▶ _Given problem_
Write out the part of the listing below that opens with its first line and closes with the line containing "<point>18,141</point>", reproducing each line word for word and including both ends. Leave the pictures out of your answer.

======== Records provided ========

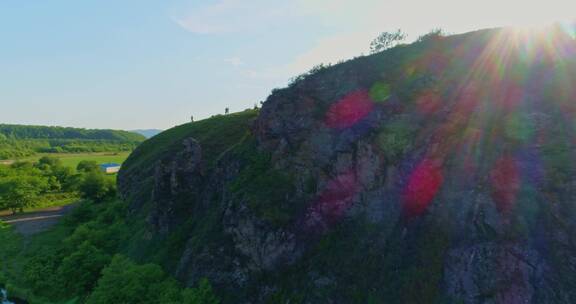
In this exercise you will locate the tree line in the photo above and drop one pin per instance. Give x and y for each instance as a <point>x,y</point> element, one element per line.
<point>26,185</point>
<point>43,132</point>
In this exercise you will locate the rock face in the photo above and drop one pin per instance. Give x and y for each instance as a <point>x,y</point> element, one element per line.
<point>438,172</point>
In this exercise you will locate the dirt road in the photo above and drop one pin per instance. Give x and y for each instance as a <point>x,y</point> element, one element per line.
<point>35,222</point>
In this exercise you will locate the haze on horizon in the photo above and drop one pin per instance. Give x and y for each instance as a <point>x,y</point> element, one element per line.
<point>145,64</point>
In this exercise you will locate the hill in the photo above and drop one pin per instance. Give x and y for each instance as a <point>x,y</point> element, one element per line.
<point>148,132</point>
<point>436,172</point>
<point>44,132</point>
<point>18,141</point>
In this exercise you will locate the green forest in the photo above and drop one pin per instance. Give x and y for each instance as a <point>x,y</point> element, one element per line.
<point>17,141</point>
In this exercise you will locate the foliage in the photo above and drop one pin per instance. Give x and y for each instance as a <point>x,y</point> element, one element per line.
<point>87,166</point>
<point>216,135</point>
<point>264,188</point>
<point>42,132</point>
<point>97,187</point>
<point>19,192</point>
<point>386,40</point>
<point>23,141</point>
<point>123,281</point>
<point>433,35</point>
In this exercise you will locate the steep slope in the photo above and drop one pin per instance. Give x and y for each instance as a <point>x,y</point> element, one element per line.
<point>438,172</point>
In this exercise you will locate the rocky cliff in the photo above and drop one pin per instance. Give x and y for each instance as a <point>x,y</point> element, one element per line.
<point>436,172</point>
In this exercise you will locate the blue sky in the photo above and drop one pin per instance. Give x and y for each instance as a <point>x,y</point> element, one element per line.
<point>151,64</point>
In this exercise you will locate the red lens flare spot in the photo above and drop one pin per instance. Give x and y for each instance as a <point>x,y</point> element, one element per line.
<point>505,179</point>
<point>428,103</point>
<point>423,184</point>
<point>349,110</point>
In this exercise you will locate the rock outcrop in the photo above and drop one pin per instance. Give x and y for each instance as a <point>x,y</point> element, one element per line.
<point>435,172</point>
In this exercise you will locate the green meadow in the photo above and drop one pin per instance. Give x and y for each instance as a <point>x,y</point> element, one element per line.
<point>72,159</point>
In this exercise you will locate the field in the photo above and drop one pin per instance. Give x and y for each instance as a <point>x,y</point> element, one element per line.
<point>72,159</point>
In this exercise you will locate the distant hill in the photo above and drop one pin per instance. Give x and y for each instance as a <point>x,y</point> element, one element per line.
<point>44,132</point>
<point>21,140</point>
<point>147,132</point>
<point>437,172</point>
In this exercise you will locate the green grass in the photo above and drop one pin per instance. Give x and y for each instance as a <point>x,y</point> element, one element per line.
<point>216,135</point>
<point>72,159</point>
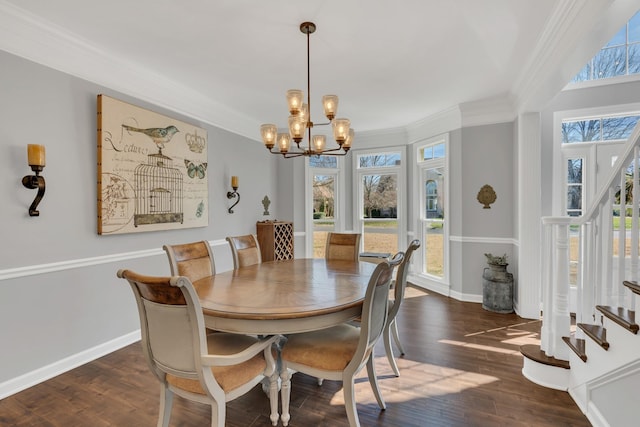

========

▶ _Full output_
In this exercise you will locate the tree line in the photo above and drop one pin per instance. Give x and y for each instance as a <point>x,y</point> element, one element per line.
<point>26,185</point>
<point>43,132</point>
In this exercise you will locate the rock face in the photo above and drop one pin per instance. Give x and y for each instance as a <point>x,y</point> element, one element per line.
<point>438,172</point>
In this exercise you will locate the dirt road in the photo above and drop one pin per instance. Give x and y for each instance as a <point>x,y</point> element, one element per line.
<point>35,222</point>
In this exercise you will locate the haze on horizon in the photo above and drop one pin per instance. Give x and y for each instance as a <point>x,y</point> element, one element per line.
<point>145,64</point>
In this exercise you will locate the hill in the photo above and drop one pin per instance. Give x and y for each instance as a <point>x,y</point> element, one element per line.
<point>148,132</point>
<point>436,172</point>
<point>44,132</point>
<point>18,141</point>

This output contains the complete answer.